◆ ACTIVITY
Could you repeat all of the entries exactly, leaving out any pictures?

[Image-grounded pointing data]
┌────────
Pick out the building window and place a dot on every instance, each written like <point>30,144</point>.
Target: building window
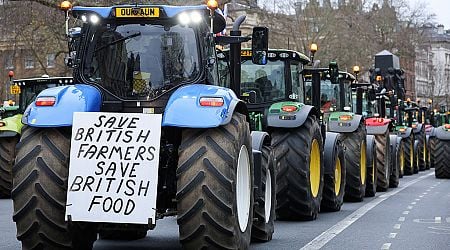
<point>29,62</point>
<point>9,61</point>
<point>51,62</point>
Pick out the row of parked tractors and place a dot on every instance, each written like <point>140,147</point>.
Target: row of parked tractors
<point>247,135</point>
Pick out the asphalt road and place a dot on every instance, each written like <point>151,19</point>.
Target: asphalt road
<point>416,215</point>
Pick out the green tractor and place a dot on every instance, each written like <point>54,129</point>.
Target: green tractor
<point>307,180</point>
<point>329,90</point>
<point>11,122</point>
<point>365,104</point>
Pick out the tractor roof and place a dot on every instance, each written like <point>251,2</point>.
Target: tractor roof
<point>281,54</point>
<point>44,80</point>
<point>342,74</point>
<point>106,12</point>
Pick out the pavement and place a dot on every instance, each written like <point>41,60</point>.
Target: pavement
<point>416,215</point>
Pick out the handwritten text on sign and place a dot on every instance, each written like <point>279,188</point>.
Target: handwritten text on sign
<point>113,168</point>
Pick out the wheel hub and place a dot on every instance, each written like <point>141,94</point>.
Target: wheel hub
<point>243,188</point>
<point>314,168</point>
<point>338,176</point>
<point>268,197</point>
<point>362,163</point>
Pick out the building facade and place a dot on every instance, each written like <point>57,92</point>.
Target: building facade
<point>433,67</point>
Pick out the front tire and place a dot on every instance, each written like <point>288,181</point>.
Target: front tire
<point>383,161</point>
<point>355,161</point>
<point>409,155</point>
<point>264,211</point>
<point>215,186</point>
<point>300,176</point>
<point>442,159</point>
<point>334,182</point>
<point>371,186</point>
<point>394,162</point>
<point>7,155</point>
<point>39,192</point>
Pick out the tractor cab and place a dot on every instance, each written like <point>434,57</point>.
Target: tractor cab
<point>335,89</point>
<point>143,52</point>
<point>262,86</point>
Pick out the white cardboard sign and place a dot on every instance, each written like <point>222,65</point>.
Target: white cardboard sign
<point>113,170</point>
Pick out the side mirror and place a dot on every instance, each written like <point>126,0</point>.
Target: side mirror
<point>334,72</point>
<point>249,97</point>
<point>74,41</point>
<point>371,95</point>
<point>260,45</point>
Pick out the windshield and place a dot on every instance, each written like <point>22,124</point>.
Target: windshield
<point>266,80</point>
<point>136,60</point>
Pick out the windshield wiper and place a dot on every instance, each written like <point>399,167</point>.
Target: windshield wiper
<point>118,40</point>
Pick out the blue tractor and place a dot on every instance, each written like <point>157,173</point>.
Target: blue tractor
<point>145,133</point>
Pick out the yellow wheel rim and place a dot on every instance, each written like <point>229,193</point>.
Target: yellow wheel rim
<point>362,163</point>
<point>424,153</point>
<point>337,177</point>
<point>411,151</point>
<point>373,170</point>
<point>314,168</point>
<point>402,158</point>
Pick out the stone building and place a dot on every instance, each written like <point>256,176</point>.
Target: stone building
<point>433,66</point>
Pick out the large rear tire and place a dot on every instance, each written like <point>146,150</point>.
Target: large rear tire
<point>371,186</point>
<point>401,158</point>
<point>263,225</point>
<point>7,155</point>
<point>408,146</point>
<point>432,143</point>
<point>416,156</point>
<point>215,186</point>
<point>442,159</point>
<point>394,162</point>
<point>300,176</point>
<point>334,182</point>
<point>383,161</point>
<point>39,192</point>
<point>355,161</point>
<point>421,150</point>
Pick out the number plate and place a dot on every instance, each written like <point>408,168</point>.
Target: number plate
<point>113,170</point>
<point>14,90</point>
<point>137,12</point>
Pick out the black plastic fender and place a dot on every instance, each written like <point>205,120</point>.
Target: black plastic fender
<point>393,145</point>
<point>296,119</point>
<point>370,149</point>
<point>418,128</point>
<point>399,139</point>
<point>332,141</point>
<point>441,133</point>
<point>377,130</point>
<point>258,140</point>
<point>405,134</point>
<point>352,126</point>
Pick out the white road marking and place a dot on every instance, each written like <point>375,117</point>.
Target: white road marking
<point>386,246</point>
<point>335,230</point>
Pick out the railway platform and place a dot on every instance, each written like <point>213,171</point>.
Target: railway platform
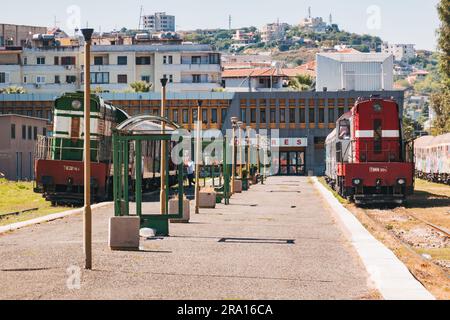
<point>276,241</point>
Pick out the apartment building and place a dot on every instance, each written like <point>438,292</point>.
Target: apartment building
<point>159,21</point>
<point>60,69</point>
<point>19,134</point>
<point>273,32</point>
<point>18,35</point>
<point>401,52</point>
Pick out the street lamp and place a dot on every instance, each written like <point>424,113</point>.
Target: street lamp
<point>87,217</point>
<point>198,156</point>
<point>234,121</point>
<point>240,124</point>
<point>163,195</point>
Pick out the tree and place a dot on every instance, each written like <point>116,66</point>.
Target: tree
<point>141,86</point>
<point>440,100</point>
<point>301,82</point>
<point>13,90</point>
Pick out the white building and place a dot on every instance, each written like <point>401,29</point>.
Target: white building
<point>159,21</point>
<point>273,32</point>
<point>114,68</point>
<point>354,72</point>
<point>316,24</point>
<point>401,52</point>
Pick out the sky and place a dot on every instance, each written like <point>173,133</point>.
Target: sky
<point>396,21</point>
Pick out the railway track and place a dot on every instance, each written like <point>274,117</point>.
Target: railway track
<point>440,229</point>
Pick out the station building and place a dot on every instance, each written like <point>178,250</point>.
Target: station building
<point>304,119</point>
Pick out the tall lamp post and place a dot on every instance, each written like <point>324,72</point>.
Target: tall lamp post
<point>240,125</point>
<point>234,121</point>
<point>198,156</point>
<point>87,217</point>
<point>163,195</point>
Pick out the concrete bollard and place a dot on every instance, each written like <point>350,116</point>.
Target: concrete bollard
<point>124,233</point>
<point>173,209</point>
<point>207,199</point>
<point>238,186</point>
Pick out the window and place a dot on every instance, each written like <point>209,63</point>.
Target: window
<point>175,115</point>
<point>244,115</point>
<point>100,77</point>
<point>205,116</point>
<point>122,60</point>
<point>262,116</point>
<point>214,116</point>
<point>253,115</point>
<point>312,115</point>
<point>71,79</point>
<point>331,118</point>
<point>196,60</point>
<point>273,115</point>
<point>122,78</point>
<point>68,61</point>
<point>224,114</point>
<point>302,115</point>
<point>282,115</point>
<point>168,60</point>
<point>185,116</point>
<point>4,77</point>
<point>140,61</point>
<point>321,115</point>
<point>291,115</point>
<point>40,80</point>
<point>98,61</point>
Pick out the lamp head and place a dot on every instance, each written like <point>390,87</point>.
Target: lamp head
<point>87,34</point>
<point>164,81</point>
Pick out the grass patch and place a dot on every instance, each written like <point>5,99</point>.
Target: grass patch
<point>19,196</point>
<point>336,195</point>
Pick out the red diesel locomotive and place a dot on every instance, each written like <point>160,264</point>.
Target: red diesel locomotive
<point>367,159</point>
└────────
◆ OUTPUT OF THE TASK
Pick out the building window and place a dot on every instance, each written like <point>30,144</point>.
Target: building window
<point>29,62</point>
<point>9,61</point>
<point>51,62</point>
Pick out the row of parked tractors and place a dot on every instance, each written like <point>140,147</point>.
Target: row of parked tractors
<point>247,135</point>
Pick out the asphalt road and place a dot on every instance, each written like <point>151,19</point>.
Target: asphalt road
<point>416,215</point>
Pick out the green tractor and place a dot on every instance, each written like <point>54,129</point>.
Target: green tractor
<point>307,180</point>
<point>329,90</point>
<point>11,122</point>
<point>365,104</point>
Pick out the tractor roof and place a dot on every instance, each written like <point>251,2</point>.
Target: tractor roof
<point>281,54</point>
<point>44,80</point>
<point>342,74</point>
<point>106,12</point>
Pick out the pavement and place a dot on every instance, each written like <point>41,60</point>.
Target: pavement
<point>416,215</point>
Pick out the handwritten text on sign and place a dot on every instance, each written like <point>279,188</point>.
Target: handwritten text on sign
<point>113,168</point>
Pick out the wheel hub and place a dot on every instance, each written like <point>141,94</point>.
Target: wheel hub
<point>243,188</point>
<point>314,168</point>
<point>338,176</point>
<point>268,197</point>
<point>362,163</point>
Pick out the building facade and place a dot on every instance, each written like <point>57,92</point>.
Target: building facade
<point>433,67</point>
Pick out the front tire and place a dot on every instance, each written like <point>288,181</point>.
Target: front tire
<point>383,161</point>
<point>355,161</point>
<point>409,155</point>
<point>264,211</point>
<point>215,186</point>
<point>300,176</point>
<point>442,159</point>
<point>334,182</point>
<point>371,186</point>
<point>394,162</point>
<point>7,155</point>
<point>39,192</point>
Pick out the tractor cab and place a dot on every instance, each written like <point>434,57</point>.
Target: tractor cab
<point>335,89</point>
<point>143,52</point>
<point>262,86</point>
Pick out the white cardboard sign and place a dot on every instance, each written like <point>222,65</point>.
Target: white cardboard sign
<point>113,170</point>
Pick out the side mirror and place a dot on every instance, each written like <point>126,0</point>.
Target: side mirror
<point>334,72</point>
<point>249,97</point>
<point>74,41</point>
<point>371,95</point>
<point>260,45</point>
Pick out the windshield and place a dot on every instance, each written like <point>22,124</point>.
Target: windshield
<point>266,80</point>
<point>136,60</point>
Pick out the windshield wiper and place a dot on every instance, each written like <point>399,167</point>.
Target: windshield wiper
<point>118,40</point>
Pick out the blue tractor and place a dot on every instance, each written like <point>157,173</point>.
Target: blue tractor
<point>145,133</point>
Pick out the yellow wheel rim and place a dot on every instance, each written like <point>229,193</point>.
Target: yellow wheel rim
<point>362,163</point>
<point>424,153</point>
<point>337,177</point>
<point>411,151</point>
<point>373,170</point>
<point>314,168</point>
<point>402,158</point>
Pick out the stone building and place a dot on every instance, each written like <point>256,176</point>.
Target: stone building
<point>433,66</point>
Pick out the large rear tire and place a dot on every instance, each written like <point>146,150</point>.
Target: large rear tire
<point>371,186</point>
<point>401,158</point>
<point>263,225</point>
<point>7,155</point>
<point>408,146</point>
<point>432,143</point>
<point>416,156</point>
<point>215,186</point>
<point>442,159</point>
<point>394,162</point>
<point>300,176</point>
<point>334,182</point>
<point>383,161</point>
<point>39,192</point>
<point>355,161</point>
<point>421,150</point>
Pick out the number plate and place a dot on every instance, each written like <point>408,168</point>.
Target: number plate
<point>113,170</point>
<point>14,90</point>
<point>137,12</point>
Pick out the black plastic fender and place a dot on every instance, each written like <point>205,120</point>.
Target: black plastic fender
<point>393,145</point>
<point>296,119</point>
<point>370,149</point>
<point>418,128</point>
<point>399,139</point>
<point>332,141</point>
<point>441,133</point>
<point>377,130</point>
<point>258,140</point>
<point>405,134</point>
<point>352,126</point>
Pick out the white road marking and place a dot on every instance, each written like <point>375,117</point>.
Target: white road marking
<point>386,246</point>
<point>335,230</point>
Pick out the railway platform and place a dot on every instance, each written like <point>213,171</point>.
Target: railway platform
<point>276,241</point>
Pick out the apartment building and place a dot on every instance, each written like <point>438,292</point>.
Target: apartment building
<point>159,21</point>
<point>60,69</point>
<point>19,134</point>
<point>273,32</point>
<point>18,35</point>
<point>401,52</point>
Pick out the street lamp and place a dot on every instance, each written like <point>424,113</point>.
Target: street lamp
<point>87,217</point>
<point>198,156</point>
<point>234,121</point>
<point>240,124</point>
<point>163,195</point>
Pick out the tree and place a dot on every instance, each written like <point>116,66</point>.
Target: tree
<point>141,86</point>
<point>440,100</point>
<point>301,82</point>
<point>13,90</point>
Pick out the white building and place a dot on every instance, each written like <point>401,29</point>.
Target: white building
<point>159,21</point>
<point>273,32</point>
<point>114,68</point>
<point>354,72</point>
<point>316,24</point>
<point>401,52</point>
Pick out the sky and place a dot on every instance, each written like <point>173,133</point>.
Target: sky
<point>396,21</point>
Pick out the railway track and place a dot on every instance, each written like <point>274,117</point>.
Target: railway track
<point>440,229</point>
Pick out the station building and place a dot on every instance, each written like <point>178,250</point>.
Target: station building
<point>304,119</point>
Pick out the tall lamp post and place a dot on every instance, each written like <point>324,72</point>.
Target: tall lamp post
<point>240,125</point>
<point>234,121</point>
<point>198,156</point>
<point>87,217</point>
<point>163,195</point>
Pick out the concrete bollard and place a dot on every instance, each written like <point>350,116</point>.
Target: concrete bollard
<point>124,233</point>
<point>173,209</point>
<point>207,199</point>
<point>238,186</point>
Pick out the window and place a dot on every instance, each written like <point>209,63</point>.
Target: window
<point>175,115</point>
<point>244,115</point>
<point>100,77</point>
<point>205,116</point>
<point>122,60</point>
<point>262,116</point>
<point>214,116</point>
<point>253,115</point>
<point>312,115</point>
<point>71,79</point>
<point>331,118</point>
<point>196,60</point>
<point>273,115</point>
<point>122,78</point>
<point>68,61</point>
<point>224,114</point>
<point>302,115</point>
<point>282,115</point>
<point>168,60</point>
<point>185,116</point>
<point>4,77</point>
<point>140,61</point>
<point>321,115</point>
<point>291,115</point>
<point>40,80</point>
<point>98,61</point>
Pick out the lamp head and place a dot on every instance, each written like <point>390,87</point>.
Target: lamp head
<point>87,34</point>
<point>164,81</point>
Pick out the grass patch and place a dot on every instance, each written like <point>5,99</point>.
Target: grass patch
<point>19,196</point>
<point>336,195</point>
Pick out the red diesel locomotive and place a dot on every instance, each written like <point>160,264</point>.
Target: red diesel locomotive
<point>367,159</point>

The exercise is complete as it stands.